====== EXCERPTED PASSAGE ======

As the SDF's months-long assault closed in against the last ISIS strongholds in the Euphrates Valley, militants and their families gradually gathered in Baghouz.

While some managed to escape, many foreigners stayed behind, either surrendering or fighting to the death.

According to the SDF, 66,000 people left the last ISIS pocket since January, including 5,000 militants and 24,000 of their relatives.

The assault was paused multiple times as the force allowed people to evacuate from the enclave on the banks of the Euphrates.

The SDF have screened droves of people scrambling out of Baghouz in recent weeks, detaining suspected exremists and trucking civilians and ISIS relatives to camps further north.

Most relatives have been crammed into the Al Hol camp, a facility built for 20,000 people but which now shelters 72,000.

The Kurdish administration in north-eastern Syria has warned it does not have capacity to detain so many people, let alone put them on trial.

But the home countries of suspected IS members are reluctant to take them back, due to potential security risks and the likely public backlash.

======

WHAT YOU WILL DO:
• a. In the passage on Baghouz, how many people does the Al Hol camp now shelter, and how many was it built for?
• b. Please summarize the passage on Baghouz in two sentences.
• c. Write the next few sentences of the passage on Baghouz, picking up after its final line.

====== EXTRACTED INFORMATION ======

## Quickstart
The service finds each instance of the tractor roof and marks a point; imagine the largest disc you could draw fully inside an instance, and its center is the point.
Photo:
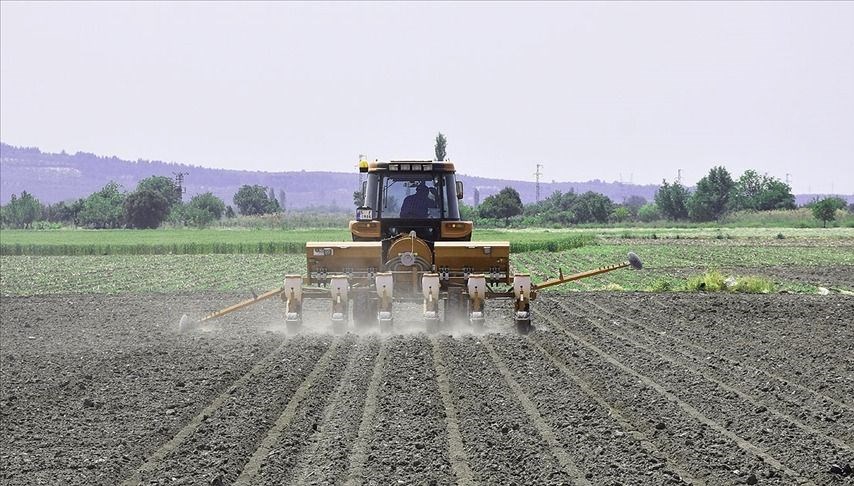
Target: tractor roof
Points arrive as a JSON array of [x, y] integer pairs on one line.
[[406, 166]]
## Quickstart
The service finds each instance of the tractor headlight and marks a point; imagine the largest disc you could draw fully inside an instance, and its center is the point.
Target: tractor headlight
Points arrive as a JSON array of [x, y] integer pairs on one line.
[[364, 214]]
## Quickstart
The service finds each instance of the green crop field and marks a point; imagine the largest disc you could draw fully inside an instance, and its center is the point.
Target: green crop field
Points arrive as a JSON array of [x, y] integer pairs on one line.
[[666, 259], [231, 241]]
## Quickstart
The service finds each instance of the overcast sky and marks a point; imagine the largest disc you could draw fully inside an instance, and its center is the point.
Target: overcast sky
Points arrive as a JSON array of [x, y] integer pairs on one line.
[[591, 91]]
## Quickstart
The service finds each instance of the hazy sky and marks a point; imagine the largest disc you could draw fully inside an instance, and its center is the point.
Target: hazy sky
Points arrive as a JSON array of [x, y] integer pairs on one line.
[[588, 90]]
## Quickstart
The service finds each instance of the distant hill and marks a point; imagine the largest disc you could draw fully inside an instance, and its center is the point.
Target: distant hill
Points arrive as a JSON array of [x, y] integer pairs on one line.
[[59, 177]]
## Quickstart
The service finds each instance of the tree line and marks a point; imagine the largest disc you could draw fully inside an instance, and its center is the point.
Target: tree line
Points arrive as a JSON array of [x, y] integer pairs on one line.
[[715, 195], [155, 200]]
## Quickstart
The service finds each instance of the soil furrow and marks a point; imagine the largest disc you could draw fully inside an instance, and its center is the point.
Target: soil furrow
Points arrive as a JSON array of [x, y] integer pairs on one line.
[[91, 386], [751, 332], [819, 419], [713, 457], [276, 432], [667, 328], [324, 459], [220, 446], [798, 450], [172, 444], [408, 441], [640, 439], [456, 451], [501, 443], [546, 432], [359, 454]]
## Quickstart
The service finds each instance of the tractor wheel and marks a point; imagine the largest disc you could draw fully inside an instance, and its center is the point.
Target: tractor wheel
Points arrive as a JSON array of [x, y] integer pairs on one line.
[[364, 310], [456, 306]]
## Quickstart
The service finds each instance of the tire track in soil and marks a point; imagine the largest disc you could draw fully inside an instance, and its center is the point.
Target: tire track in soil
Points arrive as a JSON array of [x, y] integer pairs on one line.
[[408, 441], [359, 454], [545, 431], [324, 460], [277, 452], [843, 401], [655, 411], [172, 444], [591, 435], [642, 440], [502, 445], [456, 451], [800, 447], [217, 448], [792, 403]]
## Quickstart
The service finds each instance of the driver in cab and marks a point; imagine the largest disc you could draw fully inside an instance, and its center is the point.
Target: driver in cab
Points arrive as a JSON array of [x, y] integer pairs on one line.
[[418, 205]]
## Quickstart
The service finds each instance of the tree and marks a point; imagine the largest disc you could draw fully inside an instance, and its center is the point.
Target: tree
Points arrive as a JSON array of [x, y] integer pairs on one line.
[[103, 209], [592, 207], [21, 212], [441, 145], [251, 200], [621, 213], [633, 204], [672, 200], [712, 198], [145, 208], [162, 185], [824, 210], [209, 203], [505, 204], [648, 212], [761, 193]]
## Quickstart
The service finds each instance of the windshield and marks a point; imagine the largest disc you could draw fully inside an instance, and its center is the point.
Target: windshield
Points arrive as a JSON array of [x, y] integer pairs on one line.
[[411, 196]]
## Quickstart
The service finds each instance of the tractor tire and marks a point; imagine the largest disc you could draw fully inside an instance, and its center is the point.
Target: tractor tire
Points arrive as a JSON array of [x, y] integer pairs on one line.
[[456, 307], [364, 311]]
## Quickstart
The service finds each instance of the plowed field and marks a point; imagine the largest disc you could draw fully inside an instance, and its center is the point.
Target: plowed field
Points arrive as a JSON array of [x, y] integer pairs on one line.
[[609, 389]]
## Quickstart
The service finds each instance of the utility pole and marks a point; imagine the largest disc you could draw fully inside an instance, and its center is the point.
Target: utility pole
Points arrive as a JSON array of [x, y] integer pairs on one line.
[[358, 164], [179, 182]]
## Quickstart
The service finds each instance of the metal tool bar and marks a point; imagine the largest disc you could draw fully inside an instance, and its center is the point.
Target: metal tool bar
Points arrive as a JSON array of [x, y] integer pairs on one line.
[[240, 305]]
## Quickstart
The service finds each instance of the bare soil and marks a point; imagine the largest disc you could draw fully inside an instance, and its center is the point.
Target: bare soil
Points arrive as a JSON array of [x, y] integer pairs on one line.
[[611, 388]]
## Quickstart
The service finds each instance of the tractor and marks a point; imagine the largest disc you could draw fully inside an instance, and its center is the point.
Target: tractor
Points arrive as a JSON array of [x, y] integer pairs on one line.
[[409, 244]]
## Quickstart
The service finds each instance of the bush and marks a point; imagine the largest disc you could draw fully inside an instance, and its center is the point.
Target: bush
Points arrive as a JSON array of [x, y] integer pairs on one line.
[[711, 281], [661, 285], [648, 212], [753, 285], [145, 209]]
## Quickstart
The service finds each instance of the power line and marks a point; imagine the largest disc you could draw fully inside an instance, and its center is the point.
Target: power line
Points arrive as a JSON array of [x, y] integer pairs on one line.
[[538, 174]]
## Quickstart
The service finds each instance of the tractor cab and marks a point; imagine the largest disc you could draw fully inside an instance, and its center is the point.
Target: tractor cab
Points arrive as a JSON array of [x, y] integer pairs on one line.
[[413, 195]]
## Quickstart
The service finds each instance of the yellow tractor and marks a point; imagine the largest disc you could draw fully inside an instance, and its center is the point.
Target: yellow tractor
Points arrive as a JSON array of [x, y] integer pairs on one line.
[[410, 244]]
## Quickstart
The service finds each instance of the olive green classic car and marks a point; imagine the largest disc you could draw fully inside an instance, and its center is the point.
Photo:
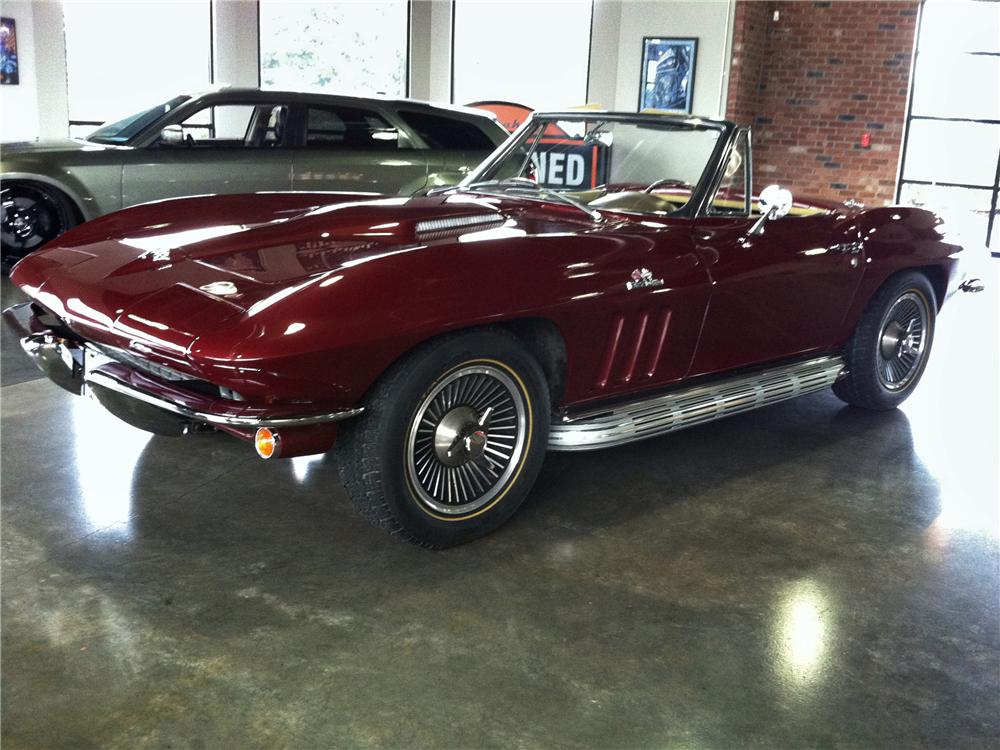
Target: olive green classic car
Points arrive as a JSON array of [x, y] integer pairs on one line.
[[236, 141]]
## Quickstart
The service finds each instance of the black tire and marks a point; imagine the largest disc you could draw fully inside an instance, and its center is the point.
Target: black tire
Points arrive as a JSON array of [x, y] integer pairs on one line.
[[465, 399], [889, 350], [32, 215]]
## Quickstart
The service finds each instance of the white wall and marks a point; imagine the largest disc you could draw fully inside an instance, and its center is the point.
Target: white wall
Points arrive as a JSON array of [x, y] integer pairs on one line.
[[708, 20], [235, 51], [533, 52], [19, 104], [38, 106]]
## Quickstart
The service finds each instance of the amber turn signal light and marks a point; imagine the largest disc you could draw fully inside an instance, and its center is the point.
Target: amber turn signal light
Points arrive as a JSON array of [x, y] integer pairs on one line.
[[267, 443]]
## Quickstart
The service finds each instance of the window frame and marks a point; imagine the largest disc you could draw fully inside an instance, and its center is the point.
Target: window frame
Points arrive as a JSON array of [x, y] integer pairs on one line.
[[901, 181], [747, 178]]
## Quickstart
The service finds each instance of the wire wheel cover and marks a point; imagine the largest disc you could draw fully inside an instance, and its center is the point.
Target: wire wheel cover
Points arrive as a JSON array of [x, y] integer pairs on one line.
[[903, 341], [466, 439], [29, 218]]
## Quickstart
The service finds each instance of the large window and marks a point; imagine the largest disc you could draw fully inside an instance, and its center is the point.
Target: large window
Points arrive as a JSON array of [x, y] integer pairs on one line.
[[334, 47], [951, 160], [122, 58], [535, 54]]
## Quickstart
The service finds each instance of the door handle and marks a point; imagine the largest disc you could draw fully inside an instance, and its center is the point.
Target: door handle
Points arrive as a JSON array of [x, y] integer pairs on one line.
[[848, 248]]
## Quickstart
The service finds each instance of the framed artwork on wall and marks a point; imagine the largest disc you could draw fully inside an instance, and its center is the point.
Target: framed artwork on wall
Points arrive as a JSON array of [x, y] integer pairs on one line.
[[8, 52], [667, 73]]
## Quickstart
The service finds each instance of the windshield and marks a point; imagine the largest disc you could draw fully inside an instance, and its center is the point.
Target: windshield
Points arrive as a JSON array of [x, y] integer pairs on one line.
[[598, 164], [125, 129]]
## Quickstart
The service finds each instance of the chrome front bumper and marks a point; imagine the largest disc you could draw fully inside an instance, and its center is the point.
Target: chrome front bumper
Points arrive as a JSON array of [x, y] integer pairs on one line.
[[81, 368]]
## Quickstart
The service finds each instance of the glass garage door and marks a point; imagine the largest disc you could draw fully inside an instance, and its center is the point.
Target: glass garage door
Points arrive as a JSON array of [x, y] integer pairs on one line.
[[951, 154]]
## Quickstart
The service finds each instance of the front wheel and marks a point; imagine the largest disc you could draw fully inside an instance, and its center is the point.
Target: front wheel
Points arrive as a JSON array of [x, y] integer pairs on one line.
[[31, 216], [451, 441], [889, 349]]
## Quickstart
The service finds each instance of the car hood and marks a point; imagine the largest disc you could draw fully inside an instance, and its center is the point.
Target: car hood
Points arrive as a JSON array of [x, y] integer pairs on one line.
[[158, 276]]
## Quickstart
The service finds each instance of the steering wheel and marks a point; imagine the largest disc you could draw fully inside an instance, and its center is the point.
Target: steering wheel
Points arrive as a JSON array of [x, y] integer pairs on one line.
[[666, 181]]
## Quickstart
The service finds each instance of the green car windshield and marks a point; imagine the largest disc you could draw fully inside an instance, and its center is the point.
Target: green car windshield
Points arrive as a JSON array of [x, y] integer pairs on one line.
[[636, 166], [125, 129]]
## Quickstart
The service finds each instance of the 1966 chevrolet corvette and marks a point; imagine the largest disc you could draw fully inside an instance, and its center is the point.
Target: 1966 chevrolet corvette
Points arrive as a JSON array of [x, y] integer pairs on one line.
[[601, 278]]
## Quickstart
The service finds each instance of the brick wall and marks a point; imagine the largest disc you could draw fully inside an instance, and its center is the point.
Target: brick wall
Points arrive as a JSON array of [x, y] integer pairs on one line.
[[812, 82], [750, 28]]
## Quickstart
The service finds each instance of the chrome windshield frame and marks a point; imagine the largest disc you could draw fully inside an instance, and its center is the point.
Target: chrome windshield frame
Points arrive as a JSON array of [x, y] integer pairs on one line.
[[699, 193]]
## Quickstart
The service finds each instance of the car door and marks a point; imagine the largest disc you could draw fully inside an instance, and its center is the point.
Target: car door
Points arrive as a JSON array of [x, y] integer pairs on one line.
[[340, 147], [231, 147], [777, 294]]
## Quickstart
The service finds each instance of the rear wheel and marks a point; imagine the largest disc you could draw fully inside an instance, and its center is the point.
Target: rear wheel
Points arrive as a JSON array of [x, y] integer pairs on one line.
[[31, 216], [888, 352], [451, 440]]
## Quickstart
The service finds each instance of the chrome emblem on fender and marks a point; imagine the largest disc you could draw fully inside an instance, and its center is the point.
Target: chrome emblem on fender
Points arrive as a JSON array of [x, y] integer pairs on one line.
[[159, 255], [642, 278], [219, 288]]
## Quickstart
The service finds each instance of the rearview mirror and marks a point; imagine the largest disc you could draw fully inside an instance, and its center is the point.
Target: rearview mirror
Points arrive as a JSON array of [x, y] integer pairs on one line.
[[171, 135], [775, 202]]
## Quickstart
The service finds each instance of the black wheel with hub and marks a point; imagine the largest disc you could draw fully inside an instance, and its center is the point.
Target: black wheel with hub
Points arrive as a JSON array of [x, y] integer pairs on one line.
[[889, 350], [31, 216], [451, 440]]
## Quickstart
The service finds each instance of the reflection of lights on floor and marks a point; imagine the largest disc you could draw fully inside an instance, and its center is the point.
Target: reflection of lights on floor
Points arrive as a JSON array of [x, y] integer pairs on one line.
[[802, 627], [106, 451], [302, 465]]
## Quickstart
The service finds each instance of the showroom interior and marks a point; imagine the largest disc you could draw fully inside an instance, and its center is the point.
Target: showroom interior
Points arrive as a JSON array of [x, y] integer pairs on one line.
[[806, 574]]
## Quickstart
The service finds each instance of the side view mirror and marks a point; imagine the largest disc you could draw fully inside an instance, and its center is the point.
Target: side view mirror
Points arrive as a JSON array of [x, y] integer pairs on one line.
[[775, 202], [172, 135]]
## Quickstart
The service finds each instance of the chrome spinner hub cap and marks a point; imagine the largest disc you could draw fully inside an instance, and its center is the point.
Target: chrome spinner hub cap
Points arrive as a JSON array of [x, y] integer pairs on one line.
[[903, 341], [460, 437], [466, 439]]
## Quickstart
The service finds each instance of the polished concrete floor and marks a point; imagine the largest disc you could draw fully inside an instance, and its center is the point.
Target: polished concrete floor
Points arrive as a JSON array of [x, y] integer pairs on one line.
[[806, 576]]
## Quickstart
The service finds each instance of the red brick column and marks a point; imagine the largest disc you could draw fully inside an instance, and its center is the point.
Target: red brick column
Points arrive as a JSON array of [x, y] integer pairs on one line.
[[812, 81]]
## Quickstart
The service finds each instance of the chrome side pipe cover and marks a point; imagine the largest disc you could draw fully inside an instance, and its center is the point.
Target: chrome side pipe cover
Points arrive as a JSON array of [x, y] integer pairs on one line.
[[687, 407]]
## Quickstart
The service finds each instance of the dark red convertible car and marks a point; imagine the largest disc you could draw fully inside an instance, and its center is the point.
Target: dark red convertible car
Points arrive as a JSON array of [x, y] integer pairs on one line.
[[601, 278]]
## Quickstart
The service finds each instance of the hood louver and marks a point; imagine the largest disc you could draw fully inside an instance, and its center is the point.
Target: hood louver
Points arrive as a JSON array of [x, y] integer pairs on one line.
[[437, 228]]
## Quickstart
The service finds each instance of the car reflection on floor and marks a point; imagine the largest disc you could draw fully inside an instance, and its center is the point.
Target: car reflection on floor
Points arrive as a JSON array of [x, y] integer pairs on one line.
[[808, 574]]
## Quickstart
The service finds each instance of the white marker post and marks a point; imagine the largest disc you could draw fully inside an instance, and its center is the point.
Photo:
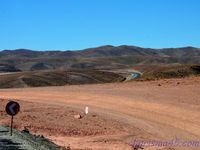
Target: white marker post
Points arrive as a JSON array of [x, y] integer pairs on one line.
[[86, 110], [12, 108]]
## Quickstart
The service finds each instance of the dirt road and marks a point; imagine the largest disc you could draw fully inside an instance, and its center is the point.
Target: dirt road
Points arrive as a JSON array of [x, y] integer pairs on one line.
[[155, 110]]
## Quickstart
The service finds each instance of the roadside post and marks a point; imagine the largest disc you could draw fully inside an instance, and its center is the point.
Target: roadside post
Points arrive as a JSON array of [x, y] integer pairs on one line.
[[12, 108]]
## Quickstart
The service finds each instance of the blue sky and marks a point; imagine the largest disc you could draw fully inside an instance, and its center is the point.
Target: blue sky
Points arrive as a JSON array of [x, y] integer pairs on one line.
[[79, 24]]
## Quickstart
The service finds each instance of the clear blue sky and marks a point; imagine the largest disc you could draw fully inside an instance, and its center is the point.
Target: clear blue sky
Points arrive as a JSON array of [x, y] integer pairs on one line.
[[79, 24]]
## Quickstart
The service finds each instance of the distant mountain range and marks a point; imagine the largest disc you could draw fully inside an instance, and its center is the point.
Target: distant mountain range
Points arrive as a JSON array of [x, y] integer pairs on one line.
[[100, 57]]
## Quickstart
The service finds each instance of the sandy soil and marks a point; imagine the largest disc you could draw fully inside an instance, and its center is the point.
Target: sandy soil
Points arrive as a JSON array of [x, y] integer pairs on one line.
[[119, 113]]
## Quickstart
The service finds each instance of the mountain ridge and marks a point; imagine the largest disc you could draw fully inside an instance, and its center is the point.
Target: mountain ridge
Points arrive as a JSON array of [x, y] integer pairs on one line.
[[106, 56]]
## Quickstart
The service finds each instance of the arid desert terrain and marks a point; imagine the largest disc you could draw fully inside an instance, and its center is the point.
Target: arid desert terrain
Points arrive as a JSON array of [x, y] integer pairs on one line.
[[119, 113]]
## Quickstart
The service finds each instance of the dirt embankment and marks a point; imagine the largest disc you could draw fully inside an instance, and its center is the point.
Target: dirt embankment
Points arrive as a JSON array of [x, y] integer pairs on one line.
[[118, 112]]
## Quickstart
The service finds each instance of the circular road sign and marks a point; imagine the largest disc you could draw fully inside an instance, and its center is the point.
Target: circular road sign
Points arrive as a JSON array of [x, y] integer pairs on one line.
[[12, 108]]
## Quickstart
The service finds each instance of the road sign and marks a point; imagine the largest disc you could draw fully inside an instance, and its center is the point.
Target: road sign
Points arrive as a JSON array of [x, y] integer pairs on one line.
[[12, 108]]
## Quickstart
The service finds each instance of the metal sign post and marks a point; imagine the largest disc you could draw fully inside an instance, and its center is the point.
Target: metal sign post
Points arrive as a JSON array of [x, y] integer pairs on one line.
[[12, 108]]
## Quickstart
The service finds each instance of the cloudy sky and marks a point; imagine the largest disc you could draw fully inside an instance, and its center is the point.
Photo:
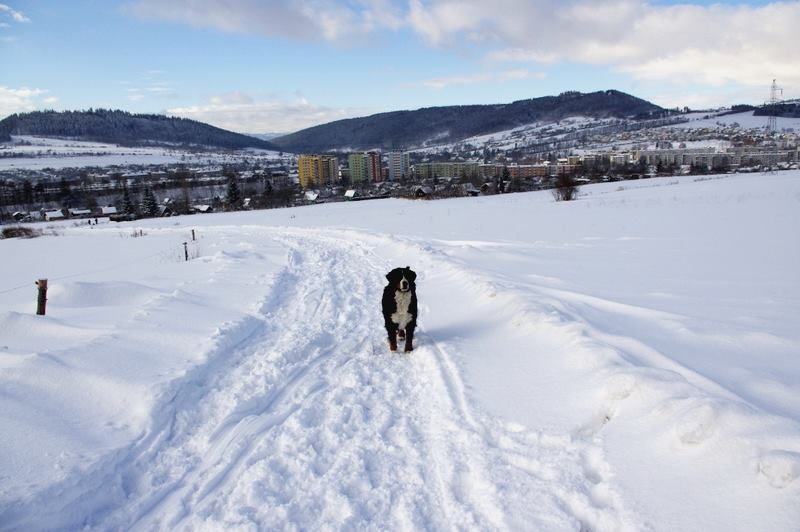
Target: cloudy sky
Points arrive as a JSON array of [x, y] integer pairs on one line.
[[271, 66]]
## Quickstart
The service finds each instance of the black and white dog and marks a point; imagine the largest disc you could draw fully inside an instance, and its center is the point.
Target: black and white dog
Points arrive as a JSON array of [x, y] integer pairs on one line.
[[400, 306]]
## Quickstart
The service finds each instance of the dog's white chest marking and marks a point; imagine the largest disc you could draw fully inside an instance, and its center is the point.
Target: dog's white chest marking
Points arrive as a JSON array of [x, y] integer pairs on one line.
[[403, 300]]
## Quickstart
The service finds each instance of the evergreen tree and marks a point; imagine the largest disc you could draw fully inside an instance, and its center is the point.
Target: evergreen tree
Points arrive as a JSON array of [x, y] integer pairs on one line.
[[149, 204], [27, 193], [233, 198], [127, 204]]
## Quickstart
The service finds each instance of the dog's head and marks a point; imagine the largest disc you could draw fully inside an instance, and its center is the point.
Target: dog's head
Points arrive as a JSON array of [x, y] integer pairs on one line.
[[402, 279]]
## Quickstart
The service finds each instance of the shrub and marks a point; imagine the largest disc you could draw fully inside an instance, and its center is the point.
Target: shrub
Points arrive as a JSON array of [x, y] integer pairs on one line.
[[19, 232]]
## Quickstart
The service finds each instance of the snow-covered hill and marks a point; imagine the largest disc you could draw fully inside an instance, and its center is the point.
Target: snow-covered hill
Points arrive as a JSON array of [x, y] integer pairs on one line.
[[37, 153], [627, 361]]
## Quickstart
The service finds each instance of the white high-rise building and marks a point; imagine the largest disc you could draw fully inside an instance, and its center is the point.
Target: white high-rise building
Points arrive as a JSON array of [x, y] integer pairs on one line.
[[399, 165]]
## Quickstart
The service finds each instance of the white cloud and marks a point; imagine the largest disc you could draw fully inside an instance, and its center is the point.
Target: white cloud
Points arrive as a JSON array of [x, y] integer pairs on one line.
[[710, 45], [301, 19], [20, 100], [682, 43], [481, 77], [15, 15], [240, 112]]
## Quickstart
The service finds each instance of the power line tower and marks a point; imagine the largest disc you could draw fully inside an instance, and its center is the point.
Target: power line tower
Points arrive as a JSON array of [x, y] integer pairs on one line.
[[772, 123]]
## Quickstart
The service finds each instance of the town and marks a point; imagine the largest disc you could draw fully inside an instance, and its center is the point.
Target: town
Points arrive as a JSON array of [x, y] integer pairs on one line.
[[524, 159]]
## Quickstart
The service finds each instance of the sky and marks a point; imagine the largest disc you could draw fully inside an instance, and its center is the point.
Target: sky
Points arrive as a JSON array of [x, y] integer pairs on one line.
[[274, 67]]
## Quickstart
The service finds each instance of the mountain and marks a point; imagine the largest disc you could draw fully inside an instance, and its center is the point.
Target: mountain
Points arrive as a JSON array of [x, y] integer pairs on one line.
[[265, 136], [405, 129], [120, 127]]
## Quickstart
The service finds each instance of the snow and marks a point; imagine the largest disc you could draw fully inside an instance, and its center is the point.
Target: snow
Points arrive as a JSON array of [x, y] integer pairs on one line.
[[745, 120], [626, 361], [37, 153]]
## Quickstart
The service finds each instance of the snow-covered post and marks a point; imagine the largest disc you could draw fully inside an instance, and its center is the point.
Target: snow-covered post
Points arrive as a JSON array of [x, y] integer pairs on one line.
[[41, 301]]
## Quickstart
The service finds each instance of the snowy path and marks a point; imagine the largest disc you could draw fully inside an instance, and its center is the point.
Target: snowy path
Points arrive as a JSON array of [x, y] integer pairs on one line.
[[308, 421]]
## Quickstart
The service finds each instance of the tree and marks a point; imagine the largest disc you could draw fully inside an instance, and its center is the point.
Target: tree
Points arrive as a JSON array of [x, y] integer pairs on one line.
[[127, 204], [233, 197], [64, 190], [149, 204], [27, 193]]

======

PER-TASK ANSWERS:
• a. It now shelters 72,000 people, though it was built for 20,000.

• b. As the SDF's assault closed in on the last ISIS strongholds in the Euphrates Valley, 66,000 people left the final pocket at Baghouz since January, and the SDF screened them, detaining suspected extremists and trucking civilians and ISIS relatives to camps further north. Most relatives were crammed into the overcrowded Al Hol camp, and although the Kurdish administration says it cannot detain or try so many people, their home countries are reluctant to take them back.

• c.
Several held in Syria have been stripped of their citizenship.

"There has to be co-ordination between us and the international community to address this danger," Mr Omar said.

"There are thousands of children who have been raised according to ISIS ideology," he said. "If these children are not re-educated and re-integrated in their societies of origin, they are potential future terrorists."

The SDF's main support has been the international military coalition launched by the United States in mid-2014 to counter the expansion of ISIS.

US President Donald Trump vowed to drastically scale down US military presence in Syria once ISIS was defeated, leaving the Kurds exposed to threats by Damascus and Turkey.

Ankara sees the SDF as a terrorist organisation and Mr Omar warned that any cross-border offensive risked leading to mass breakouts from the jails where extremists are currently held.

"Any new threat or new war would give an opportunity to these criminals to slip out," he said.

ISIS, faced with multiple offensives in Syria and Iraq since 2014, has morphed from a territorial force back into a clandestine insurgency group carrying out hit-and-run attacks in both countries.

The SDF's top commander said on Saturday that anti-IS operations were entering a new phase.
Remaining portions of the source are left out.